- _Quoted passage_
╔══
This University of Texas scholar, spent nine years mulling over the question of why it took Americans, ever a restless lot, as long as it did to settle the Great Plains between the Rockies and eastern seaboard.  He eventually concluded this vast level land, by lacking trees and abundant rainfall or water sources, was a natural force outside the cultural experience of Anglo-Americans living near the Atlantic Ocean... 


Webb argued this unfamiliar environment also forced profound adaptations to traditional American lifestyles before the Plains could be settled: timber-based homes on in Virginia became sod huts in Kansas, cattle ranching in the Texas Panhandle required huge tracts of land as opposed to a few grass-rich acres constantly renewed by frequent rain in Louisiana, etc.  The new and desolate environment demanded a new technology to make its settlement possible:  barbed wire fences, windmills, revolvers...


Still, the question asked earlier remains: why do West Texans minimize the presence of the desert?.. 


Praying for rain is a staple of religious practice in the Concho Valley and Trans-Pecos.  Local businesses attempt to outdo each other in demonstrating their piety in this regard.  One area clergyman goes so far as to refer to the area's natural aridity as a demon...


Faith is a laudable thing but a person does have to ask why people seem to ignore what grows from the earth around them.  Based on personal travels western Concho Valley, I vouch for the presence of creosote bush, catclaw, guajillo and white brush as well as wider-ranging lotebush, prickly pear, mesquite, and agarita.  Tobosa grass interrupts the barren spots of ground on my property...
╚══
- _Goal 1_
Answer these questions from the West Texas passage:
(a) How many years did the University of Texas scholar spend considering why the Great Plains took so long to settle?
(b) What did timber-based homes in Virginia become in Kansas?
(c) What does one area clergyman call the area's natural aridity?
- _Goal 2_
Extract, word for word, the part of the West Texas passage from "Webb argued this" up to and including "of the desert?..".
The entries placed after this sentence are not needed.

- _Object-pointing dataset rows_
╔══
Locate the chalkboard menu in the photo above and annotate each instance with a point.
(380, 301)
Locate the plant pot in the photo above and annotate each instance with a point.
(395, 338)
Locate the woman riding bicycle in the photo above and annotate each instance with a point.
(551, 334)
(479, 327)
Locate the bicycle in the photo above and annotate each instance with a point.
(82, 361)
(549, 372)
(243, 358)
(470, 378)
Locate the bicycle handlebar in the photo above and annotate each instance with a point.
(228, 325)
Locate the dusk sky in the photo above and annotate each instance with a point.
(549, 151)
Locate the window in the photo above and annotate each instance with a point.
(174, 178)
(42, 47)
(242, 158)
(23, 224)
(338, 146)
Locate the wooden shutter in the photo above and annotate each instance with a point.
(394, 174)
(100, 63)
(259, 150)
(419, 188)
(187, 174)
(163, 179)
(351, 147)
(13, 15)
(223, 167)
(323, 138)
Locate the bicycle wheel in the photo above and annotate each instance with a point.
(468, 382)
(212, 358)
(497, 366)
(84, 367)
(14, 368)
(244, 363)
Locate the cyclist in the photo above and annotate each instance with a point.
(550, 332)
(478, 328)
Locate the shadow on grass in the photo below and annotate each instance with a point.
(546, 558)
╚══
╔══
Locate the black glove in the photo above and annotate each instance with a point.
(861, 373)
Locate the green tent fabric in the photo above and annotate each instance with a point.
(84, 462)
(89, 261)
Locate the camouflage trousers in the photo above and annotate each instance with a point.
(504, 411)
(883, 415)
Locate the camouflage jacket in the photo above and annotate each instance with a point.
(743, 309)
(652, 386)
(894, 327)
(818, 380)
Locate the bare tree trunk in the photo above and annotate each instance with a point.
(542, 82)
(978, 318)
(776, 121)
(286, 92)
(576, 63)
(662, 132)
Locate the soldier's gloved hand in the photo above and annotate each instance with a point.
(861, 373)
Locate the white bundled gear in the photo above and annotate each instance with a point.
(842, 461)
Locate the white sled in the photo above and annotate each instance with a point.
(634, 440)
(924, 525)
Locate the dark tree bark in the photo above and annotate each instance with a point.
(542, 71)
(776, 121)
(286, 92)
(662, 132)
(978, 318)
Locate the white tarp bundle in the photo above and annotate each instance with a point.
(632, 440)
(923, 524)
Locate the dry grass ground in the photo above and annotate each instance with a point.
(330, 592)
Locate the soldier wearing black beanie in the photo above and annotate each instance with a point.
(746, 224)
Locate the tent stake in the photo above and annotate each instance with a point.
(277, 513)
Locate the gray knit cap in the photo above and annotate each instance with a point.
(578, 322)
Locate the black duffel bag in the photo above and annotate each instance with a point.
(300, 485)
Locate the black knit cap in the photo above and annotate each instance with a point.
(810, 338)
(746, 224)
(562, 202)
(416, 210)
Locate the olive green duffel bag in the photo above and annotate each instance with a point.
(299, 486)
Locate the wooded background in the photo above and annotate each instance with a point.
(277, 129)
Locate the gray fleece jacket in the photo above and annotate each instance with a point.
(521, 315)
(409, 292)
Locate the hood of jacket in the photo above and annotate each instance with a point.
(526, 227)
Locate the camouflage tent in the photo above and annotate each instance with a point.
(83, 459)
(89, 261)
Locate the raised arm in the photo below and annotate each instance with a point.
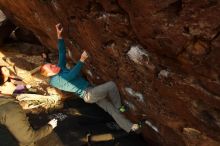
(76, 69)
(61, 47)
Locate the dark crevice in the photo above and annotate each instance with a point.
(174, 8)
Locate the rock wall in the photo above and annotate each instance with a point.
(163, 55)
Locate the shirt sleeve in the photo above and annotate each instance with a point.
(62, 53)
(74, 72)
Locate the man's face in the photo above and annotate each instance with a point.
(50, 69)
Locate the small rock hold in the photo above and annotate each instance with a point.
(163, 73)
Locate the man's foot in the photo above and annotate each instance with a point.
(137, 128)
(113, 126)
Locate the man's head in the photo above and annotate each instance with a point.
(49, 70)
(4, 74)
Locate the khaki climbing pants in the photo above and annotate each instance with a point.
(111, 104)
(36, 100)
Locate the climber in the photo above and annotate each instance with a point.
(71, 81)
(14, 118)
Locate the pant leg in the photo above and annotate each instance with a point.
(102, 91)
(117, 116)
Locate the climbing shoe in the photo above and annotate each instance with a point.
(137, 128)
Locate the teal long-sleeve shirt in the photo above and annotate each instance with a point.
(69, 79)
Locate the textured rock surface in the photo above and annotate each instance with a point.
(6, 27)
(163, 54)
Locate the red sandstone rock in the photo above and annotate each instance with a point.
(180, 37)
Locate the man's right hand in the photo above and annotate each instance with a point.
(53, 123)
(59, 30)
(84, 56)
╚══
╔══
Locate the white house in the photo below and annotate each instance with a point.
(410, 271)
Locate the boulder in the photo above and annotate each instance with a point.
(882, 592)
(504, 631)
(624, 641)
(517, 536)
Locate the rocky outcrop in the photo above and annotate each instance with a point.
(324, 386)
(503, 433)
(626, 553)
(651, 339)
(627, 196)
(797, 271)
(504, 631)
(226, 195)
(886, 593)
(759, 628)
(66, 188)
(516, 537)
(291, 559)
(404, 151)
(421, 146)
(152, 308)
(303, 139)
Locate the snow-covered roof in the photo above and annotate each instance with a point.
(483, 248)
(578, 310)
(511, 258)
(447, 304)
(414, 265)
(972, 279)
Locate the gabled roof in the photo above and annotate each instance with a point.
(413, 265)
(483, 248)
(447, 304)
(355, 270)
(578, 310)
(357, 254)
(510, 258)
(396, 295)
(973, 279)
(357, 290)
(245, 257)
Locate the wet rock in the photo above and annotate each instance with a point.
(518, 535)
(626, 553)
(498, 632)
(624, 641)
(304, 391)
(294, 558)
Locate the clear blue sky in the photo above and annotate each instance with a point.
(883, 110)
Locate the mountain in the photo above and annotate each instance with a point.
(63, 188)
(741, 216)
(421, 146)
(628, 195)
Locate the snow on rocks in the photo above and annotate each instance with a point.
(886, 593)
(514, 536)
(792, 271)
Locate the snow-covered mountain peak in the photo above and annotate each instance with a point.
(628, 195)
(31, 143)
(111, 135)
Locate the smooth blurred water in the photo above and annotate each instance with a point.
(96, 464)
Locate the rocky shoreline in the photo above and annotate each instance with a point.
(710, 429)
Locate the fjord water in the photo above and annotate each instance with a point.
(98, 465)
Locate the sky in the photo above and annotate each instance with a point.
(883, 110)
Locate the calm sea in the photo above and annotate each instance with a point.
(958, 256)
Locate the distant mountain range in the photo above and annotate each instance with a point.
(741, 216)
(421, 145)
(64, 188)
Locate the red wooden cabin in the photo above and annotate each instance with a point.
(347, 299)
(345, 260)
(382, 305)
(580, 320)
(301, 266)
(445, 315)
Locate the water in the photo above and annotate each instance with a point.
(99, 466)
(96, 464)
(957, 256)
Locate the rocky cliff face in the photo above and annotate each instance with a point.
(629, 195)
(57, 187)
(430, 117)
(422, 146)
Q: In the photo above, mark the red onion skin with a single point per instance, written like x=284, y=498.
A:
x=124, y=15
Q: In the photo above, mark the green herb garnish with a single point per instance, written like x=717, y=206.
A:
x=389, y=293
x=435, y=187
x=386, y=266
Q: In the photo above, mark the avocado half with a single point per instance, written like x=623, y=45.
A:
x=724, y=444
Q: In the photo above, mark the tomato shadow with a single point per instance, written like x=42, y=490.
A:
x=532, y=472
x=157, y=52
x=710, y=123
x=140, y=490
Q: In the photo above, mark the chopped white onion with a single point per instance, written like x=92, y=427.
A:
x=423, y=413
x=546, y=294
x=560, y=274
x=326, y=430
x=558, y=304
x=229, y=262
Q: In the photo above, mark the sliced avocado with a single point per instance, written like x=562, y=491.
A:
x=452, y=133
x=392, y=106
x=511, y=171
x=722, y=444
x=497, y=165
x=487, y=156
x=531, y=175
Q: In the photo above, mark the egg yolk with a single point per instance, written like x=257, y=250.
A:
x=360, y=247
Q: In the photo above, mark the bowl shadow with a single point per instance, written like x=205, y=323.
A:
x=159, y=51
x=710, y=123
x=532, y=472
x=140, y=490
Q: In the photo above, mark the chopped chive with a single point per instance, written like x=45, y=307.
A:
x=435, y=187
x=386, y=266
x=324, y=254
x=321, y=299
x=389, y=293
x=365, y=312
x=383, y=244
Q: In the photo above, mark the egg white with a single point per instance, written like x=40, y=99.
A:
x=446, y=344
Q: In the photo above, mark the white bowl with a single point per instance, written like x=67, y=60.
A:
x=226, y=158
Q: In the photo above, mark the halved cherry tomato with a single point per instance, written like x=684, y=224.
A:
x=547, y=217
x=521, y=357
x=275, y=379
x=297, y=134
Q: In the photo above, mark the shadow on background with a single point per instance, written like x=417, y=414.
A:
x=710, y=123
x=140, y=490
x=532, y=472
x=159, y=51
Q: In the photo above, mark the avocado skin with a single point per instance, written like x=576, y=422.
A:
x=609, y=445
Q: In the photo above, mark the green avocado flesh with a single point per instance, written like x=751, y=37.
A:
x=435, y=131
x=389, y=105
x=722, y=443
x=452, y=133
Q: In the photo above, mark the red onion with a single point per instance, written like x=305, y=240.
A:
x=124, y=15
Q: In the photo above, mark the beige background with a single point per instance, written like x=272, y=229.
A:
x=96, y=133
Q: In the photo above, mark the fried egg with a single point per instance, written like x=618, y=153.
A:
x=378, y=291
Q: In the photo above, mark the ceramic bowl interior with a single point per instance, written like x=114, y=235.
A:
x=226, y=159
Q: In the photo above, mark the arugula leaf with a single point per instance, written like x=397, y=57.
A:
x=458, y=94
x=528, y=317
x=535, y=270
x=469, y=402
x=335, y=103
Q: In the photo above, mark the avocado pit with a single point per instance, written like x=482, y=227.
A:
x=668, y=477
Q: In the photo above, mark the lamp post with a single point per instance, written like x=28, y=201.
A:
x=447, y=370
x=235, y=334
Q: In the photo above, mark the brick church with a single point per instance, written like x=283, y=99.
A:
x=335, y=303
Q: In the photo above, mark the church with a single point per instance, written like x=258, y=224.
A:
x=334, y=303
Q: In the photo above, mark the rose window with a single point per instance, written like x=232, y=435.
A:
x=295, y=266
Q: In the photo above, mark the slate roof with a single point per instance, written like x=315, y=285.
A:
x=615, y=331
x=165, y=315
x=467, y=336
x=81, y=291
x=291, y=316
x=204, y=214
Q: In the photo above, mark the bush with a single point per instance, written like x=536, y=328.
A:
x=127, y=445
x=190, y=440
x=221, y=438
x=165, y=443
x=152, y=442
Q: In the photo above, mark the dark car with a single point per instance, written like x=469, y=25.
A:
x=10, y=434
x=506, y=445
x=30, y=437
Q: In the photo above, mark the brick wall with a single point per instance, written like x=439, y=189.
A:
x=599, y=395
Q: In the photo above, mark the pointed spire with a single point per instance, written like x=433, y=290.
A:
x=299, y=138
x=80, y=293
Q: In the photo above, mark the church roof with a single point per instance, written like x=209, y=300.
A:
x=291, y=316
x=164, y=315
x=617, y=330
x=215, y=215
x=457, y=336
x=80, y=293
╚══
- _Task output 1_
(a) Nine years.
(b) Sod huts.
(c) A demon.

- _Task output 2_
Webb argued this unfamiliar environment also forced profound adaptations to traditional American lifestyles before the Plains could be settled: timber-based homes on in Virginia became sod huts in Kansas, cattle ranching in the Texas Panhandle required huge tracts of land as opposed to a few grass-rich acres constantly renewed by frequent rain in Louisiana, etc.  The new and desolate environment demanded a new technology to make its settlement possible:  barbed wire fences, windmills, revolvers...


Still, the question asked earlier remains: why do West Texans minimize the presence of the desert?..